INFORMATION SUPPLIED START

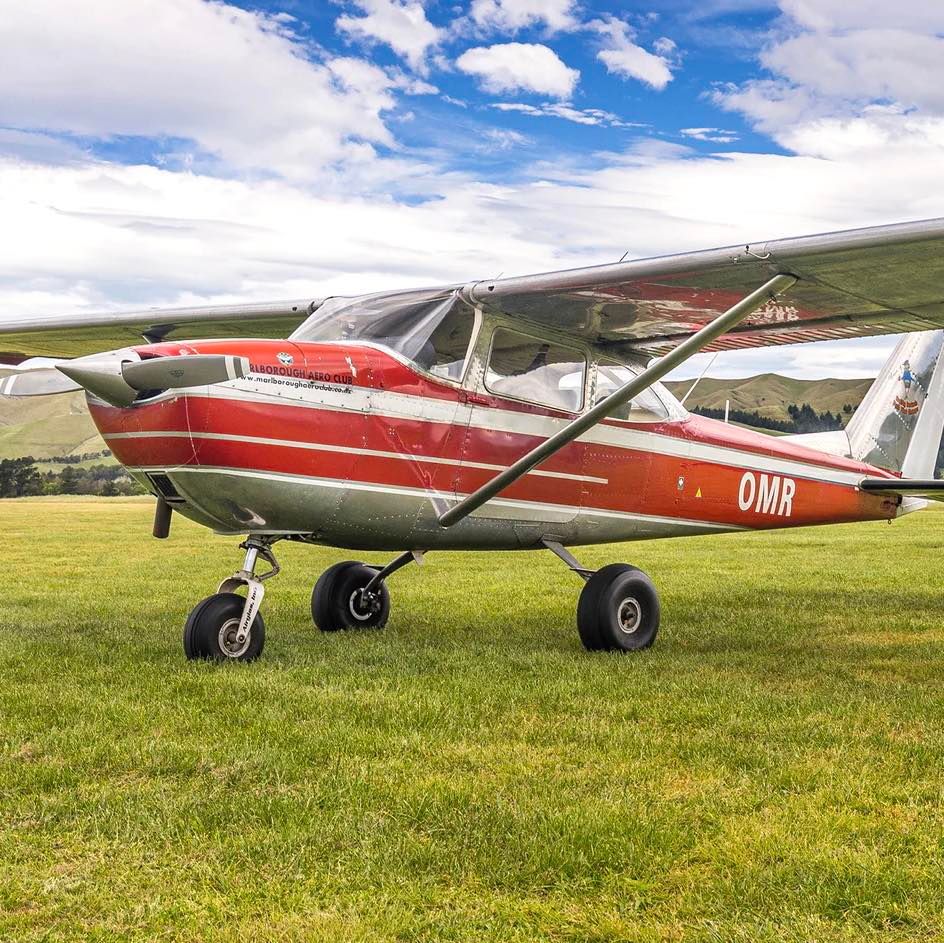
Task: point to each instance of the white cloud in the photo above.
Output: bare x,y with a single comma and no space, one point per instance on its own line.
506,139
513,15
624,57
712,135
401,24
832,59
526,67
88,235
921,15
236,84
588,116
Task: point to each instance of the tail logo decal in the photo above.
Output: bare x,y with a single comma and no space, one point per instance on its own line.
906,400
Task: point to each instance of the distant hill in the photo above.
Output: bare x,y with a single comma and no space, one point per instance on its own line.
60,425
770,394
44,426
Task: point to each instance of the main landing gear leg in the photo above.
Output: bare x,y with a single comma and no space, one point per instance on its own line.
618,610
352,595
227,626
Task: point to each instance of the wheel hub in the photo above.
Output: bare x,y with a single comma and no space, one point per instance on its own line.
363,605
629,616
230,645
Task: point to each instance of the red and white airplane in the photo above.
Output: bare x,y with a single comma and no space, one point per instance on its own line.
522,413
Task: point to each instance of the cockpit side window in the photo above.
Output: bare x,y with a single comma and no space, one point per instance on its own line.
646,407
431,328
538,371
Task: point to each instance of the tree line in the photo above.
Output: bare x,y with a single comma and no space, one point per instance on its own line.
21,477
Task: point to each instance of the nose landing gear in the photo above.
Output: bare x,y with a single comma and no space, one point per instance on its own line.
227,626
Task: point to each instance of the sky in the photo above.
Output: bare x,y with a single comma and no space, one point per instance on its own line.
176,152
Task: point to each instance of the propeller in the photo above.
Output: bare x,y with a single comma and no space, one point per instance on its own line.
174,373
36,381
118,377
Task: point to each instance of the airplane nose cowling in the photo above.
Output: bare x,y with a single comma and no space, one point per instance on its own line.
119,376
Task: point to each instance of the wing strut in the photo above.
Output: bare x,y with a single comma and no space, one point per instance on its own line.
652,374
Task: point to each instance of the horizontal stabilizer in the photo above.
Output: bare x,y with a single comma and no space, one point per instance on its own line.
27,380
930,488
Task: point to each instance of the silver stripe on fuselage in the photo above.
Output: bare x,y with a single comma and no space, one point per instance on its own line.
327,447
428,494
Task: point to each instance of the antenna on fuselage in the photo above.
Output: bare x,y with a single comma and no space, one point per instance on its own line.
700,375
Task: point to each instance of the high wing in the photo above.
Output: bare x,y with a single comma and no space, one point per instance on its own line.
881,280
932,488
65,336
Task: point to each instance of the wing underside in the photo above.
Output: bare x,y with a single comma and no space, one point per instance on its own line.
66,336
883,280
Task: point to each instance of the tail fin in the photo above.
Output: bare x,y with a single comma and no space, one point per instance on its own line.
899,423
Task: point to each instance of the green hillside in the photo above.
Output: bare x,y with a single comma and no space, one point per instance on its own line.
770,394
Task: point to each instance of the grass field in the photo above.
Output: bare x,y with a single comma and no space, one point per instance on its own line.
772,770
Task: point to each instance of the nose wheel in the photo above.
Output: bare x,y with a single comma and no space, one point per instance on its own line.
348,595
213,633
227,626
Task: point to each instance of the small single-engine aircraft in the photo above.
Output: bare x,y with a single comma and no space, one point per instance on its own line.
519,413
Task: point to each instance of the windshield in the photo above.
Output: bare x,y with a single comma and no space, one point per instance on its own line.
431,328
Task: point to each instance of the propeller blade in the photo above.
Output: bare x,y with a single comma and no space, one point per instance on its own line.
37,381
171,373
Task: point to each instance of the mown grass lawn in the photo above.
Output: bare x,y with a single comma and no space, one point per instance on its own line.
771,770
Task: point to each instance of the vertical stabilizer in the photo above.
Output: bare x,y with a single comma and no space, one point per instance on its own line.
899,423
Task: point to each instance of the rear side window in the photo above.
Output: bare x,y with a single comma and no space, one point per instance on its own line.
526,368
646,407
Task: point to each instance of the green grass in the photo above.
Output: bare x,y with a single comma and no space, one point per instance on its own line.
772,770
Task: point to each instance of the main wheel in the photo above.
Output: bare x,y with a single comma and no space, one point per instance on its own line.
212,628
618,610
337,603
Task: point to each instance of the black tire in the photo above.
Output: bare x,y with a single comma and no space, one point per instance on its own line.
211,628
333,603
618,610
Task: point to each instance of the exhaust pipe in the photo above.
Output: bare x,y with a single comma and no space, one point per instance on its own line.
119,376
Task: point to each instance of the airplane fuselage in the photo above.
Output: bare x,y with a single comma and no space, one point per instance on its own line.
353,447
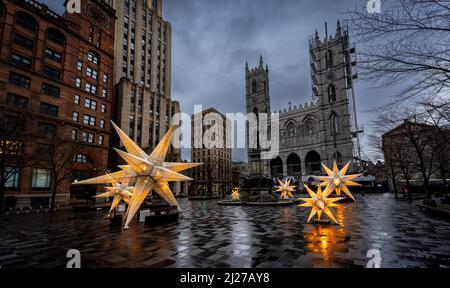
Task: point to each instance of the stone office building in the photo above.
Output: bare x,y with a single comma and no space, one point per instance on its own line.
214,177
144,107
61,69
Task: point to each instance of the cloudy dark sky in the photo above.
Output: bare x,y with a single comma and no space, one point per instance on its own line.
212,40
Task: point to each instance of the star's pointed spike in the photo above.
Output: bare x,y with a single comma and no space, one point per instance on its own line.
129,144
180,167
104,195
335,168
327,170
115,203
141,191
159,154
351,183
347,192
312,214
138,164
330,215
310,192
168,175
345,169
328,190
319,191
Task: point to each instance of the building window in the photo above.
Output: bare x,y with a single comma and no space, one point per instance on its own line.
91,104
56,36
329,59
26,21
75,116
80,158
14,176
23,41
51,90
17,101
91,73
74,134
91,88
331,93
41,178
92,57
47,129
52,72
334,123
89,120
49,109
88,137
53,55
21,60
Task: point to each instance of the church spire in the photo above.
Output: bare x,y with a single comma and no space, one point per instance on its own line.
338,29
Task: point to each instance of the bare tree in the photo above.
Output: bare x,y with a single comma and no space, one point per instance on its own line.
408,43
57,153
14,140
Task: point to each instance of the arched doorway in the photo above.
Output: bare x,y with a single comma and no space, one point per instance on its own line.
294,165
312,162
276,167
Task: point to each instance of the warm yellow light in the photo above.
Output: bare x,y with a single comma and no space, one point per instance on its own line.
236,194
338,181
286,189
149,172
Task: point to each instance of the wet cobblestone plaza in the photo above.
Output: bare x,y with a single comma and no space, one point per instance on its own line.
239,237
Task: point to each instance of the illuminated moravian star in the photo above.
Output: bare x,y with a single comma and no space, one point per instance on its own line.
320,203
236,194
148,172
118,191
338,181
286,189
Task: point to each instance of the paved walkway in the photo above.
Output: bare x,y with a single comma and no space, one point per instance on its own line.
216,236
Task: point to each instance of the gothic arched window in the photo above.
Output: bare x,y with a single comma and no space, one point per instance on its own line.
334,124
254,86
329,59
331,93
309,128
26,21
291,130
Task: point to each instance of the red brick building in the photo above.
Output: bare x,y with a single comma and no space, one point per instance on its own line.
61,67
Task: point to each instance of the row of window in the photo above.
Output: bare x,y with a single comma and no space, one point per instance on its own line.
88,137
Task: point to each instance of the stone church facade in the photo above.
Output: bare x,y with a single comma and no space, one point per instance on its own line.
317,132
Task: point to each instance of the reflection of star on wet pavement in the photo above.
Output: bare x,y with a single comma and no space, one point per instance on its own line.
237,237
320,203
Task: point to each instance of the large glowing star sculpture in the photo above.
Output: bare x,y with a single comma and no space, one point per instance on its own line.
148,172
286,189
320,203
236,194
338,181
118,191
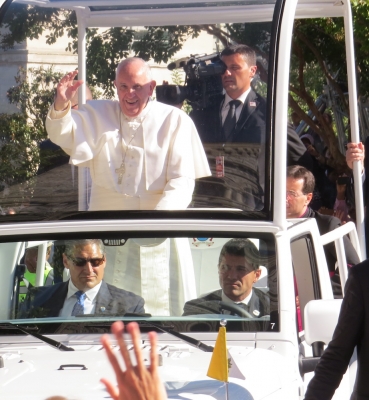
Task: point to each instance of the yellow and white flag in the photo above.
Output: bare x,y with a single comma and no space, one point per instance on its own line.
222,366
218,368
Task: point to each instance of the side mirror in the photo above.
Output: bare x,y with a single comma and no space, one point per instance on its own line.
320,317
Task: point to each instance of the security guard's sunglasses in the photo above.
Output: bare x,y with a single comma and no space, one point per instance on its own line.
81,262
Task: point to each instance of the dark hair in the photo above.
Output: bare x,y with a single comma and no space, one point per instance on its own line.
247,52
70,245
330,119
243,248
298,172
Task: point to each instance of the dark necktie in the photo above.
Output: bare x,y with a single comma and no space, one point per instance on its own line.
79,307
230,121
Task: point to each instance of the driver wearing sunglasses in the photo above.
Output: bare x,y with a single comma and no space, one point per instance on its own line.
85,292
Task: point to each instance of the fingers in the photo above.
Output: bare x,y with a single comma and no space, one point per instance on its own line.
111,356
134,331
111,389
118,329
153,352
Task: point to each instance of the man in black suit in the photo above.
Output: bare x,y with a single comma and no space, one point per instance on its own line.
85,292
236,122
300,186
238,269
351,331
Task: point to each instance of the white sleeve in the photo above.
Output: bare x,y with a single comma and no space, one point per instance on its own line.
177,194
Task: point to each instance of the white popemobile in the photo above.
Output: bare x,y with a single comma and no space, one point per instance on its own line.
170,258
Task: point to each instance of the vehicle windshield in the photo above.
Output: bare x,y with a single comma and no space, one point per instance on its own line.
156,160
190,283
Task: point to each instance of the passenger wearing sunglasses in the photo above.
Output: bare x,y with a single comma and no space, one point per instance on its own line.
85,292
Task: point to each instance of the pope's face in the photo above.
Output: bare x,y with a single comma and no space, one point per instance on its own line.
237,77
30,259
134,88
296,200
236,277
86,276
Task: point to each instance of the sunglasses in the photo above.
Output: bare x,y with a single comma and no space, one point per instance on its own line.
81,262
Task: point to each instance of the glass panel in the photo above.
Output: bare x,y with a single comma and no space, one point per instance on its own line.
191,282
104,161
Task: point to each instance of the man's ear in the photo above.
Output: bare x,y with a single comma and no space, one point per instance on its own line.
257,274
309,197
152,87
65,261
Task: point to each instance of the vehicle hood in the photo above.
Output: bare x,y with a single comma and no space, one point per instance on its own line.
37,372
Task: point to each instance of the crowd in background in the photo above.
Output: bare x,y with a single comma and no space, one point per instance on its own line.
333,194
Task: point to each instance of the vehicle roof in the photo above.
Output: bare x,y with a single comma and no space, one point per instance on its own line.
125,12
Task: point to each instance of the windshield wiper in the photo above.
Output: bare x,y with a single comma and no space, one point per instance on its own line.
50,342
193,342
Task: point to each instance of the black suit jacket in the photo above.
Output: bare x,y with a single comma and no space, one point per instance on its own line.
352,330
209,304
327,223
244,156
47,301
250,126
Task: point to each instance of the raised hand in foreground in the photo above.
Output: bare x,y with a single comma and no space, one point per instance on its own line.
135,382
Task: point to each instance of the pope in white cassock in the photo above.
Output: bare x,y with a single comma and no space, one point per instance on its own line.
142,154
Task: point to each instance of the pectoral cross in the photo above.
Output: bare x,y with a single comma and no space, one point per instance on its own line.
120,171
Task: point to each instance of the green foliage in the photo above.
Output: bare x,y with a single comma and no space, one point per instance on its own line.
177,80
19,153
33,94
21,133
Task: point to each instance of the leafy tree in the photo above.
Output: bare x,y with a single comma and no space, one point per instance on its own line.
318,52
19,154
33,94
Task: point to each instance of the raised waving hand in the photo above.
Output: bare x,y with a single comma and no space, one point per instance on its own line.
135,382
66,89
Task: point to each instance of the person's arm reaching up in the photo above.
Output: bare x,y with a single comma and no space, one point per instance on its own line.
136,382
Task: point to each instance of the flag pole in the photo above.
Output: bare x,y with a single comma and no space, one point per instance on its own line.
223,323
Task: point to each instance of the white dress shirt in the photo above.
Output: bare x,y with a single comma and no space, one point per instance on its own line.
227,99
163,157
244,301
71,299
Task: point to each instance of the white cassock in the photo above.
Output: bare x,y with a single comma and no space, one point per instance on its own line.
160,148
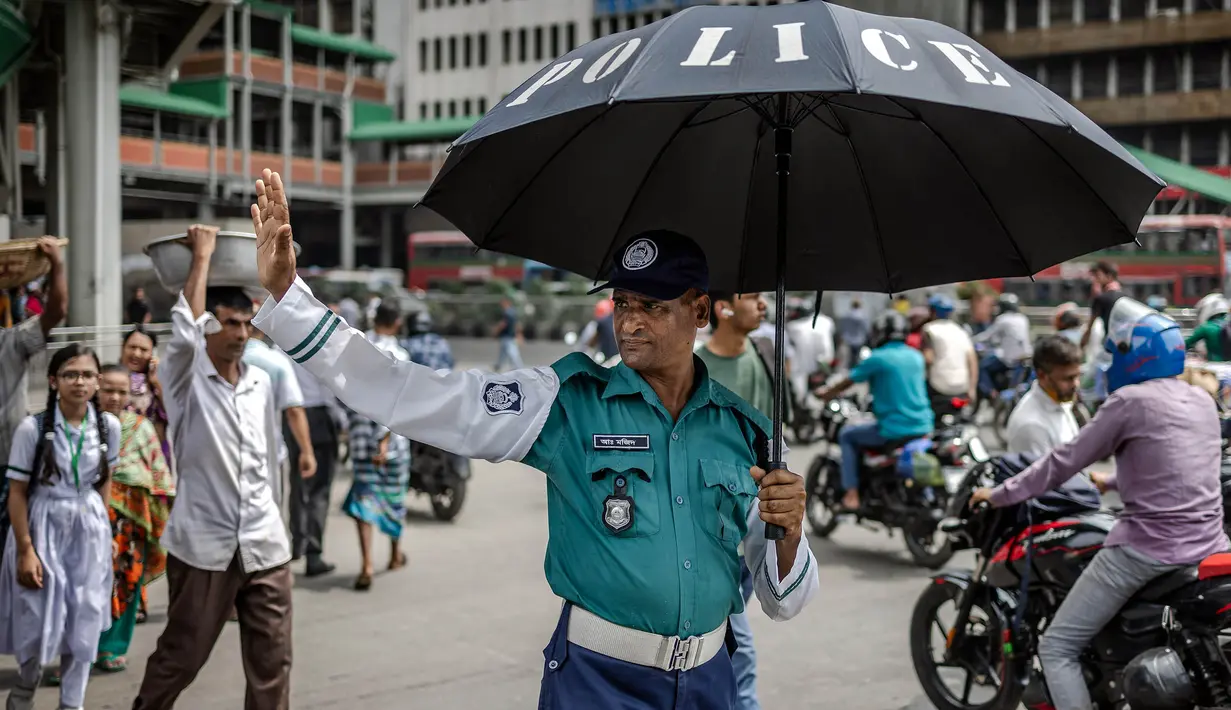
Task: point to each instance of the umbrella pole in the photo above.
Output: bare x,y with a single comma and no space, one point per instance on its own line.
782,137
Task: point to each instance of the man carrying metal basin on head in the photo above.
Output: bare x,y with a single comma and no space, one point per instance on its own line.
651,471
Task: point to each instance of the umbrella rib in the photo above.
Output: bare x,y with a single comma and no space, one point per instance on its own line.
1131,233
645,179
987,201
538,172
867,196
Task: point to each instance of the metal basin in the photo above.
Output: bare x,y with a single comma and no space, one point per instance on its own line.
234,261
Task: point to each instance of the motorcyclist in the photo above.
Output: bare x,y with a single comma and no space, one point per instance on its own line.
1010,339
895,374
1166,439
949,353
1211,316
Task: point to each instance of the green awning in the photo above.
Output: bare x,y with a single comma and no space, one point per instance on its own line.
415,131
1184,176
138,96
15,41
341,43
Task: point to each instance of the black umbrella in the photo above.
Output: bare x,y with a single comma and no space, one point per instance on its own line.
912,156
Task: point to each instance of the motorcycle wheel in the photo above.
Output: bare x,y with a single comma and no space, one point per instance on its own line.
820,497
447,503
931,550
978,663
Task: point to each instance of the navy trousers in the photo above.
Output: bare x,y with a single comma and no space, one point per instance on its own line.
576,678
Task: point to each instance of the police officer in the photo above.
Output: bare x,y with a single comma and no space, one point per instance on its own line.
650,468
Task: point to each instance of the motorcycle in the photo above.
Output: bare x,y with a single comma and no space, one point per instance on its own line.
441,476
1161,651
912,503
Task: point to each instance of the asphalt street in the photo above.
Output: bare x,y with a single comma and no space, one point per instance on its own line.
464,625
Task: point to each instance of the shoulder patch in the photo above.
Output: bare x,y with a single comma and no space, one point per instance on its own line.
580,364
504,398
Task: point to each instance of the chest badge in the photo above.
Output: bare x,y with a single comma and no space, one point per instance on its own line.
618,507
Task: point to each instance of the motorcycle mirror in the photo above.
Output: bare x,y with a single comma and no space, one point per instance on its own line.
978,452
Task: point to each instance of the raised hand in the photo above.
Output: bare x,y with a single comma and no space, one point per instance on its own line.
275,249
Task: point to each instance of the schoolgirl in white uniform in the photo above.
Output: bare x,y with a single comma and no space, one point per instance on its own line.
56,574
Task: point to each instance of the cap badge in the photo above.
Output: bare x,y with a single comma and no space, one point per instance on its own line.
640,254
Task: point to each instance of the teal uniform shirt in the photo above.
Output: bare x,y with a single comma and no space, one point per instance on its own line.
602,437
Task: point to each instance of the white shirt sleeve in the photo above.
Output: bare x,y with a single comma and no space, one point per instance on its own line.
474,414
784,598
21,453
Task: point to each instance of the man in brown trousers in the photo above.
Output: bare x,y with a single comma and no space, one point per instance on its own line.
227,545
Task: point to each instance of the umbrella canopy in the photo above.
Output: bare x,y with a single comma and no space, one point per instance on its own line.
917,156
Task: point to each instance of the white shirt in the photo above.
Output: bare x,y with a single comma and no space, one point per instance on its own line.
1010,334
227,448
68,438
282,378
1039,423
473,414
949,372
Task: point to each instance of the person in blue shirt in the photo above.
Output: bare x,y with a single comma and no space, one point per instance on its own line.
651,471
896,375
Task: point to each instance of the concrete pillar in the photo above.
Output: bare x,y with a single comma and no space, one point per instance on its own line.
92,41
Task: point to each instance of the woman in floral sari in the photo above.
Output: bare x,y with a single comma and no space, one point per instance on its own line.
145,399
142,490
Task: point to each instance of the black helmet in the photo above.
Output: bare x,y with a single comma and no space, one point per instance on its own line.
1156,678
889,326
421,323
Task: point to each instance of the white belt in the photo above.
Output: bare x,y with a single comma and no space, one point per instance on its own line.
641,647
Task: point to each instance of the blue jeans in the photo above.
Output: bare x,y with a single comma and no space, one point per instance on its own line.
744,662
989,368
851,441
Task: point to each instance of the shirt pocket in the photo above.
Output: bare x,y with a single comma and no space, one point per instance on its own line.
634,471
729,492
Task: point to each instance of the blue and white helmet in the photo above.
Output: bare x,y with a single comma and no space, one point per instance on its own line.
1144,343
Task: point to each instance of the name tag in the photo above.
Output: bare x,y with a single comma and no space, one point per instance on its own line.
622,442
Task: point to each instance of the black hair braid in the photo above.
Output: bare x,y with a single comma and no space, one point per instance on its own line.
104,438
47,468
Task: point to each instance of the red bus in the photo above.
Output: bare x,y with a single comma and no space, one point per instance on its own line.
1181,257
436,257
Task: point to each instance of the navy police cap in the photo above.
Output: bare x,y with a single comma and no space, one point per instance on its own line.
660,263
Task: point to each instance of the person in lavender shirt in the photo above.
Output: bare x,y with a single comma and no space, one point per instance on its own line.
1167,443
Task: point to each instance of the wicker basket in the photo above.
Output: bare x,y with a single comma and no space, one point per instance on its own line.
21,262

INFORMATION SUPPLIED END

Look above for the line holding "Task: point to each instance of the windshield wiper". Print it and every line after it, exactly, through the line holding "Task: point to each instance of the black suit".

Task: point to each instance of the windshield wiper in the photo above.
Output: bare x,y with a single comma and no space, one point per instance on its own line.
50,342
193,342
Task: point to each instance of the black suit jacket in the photo above.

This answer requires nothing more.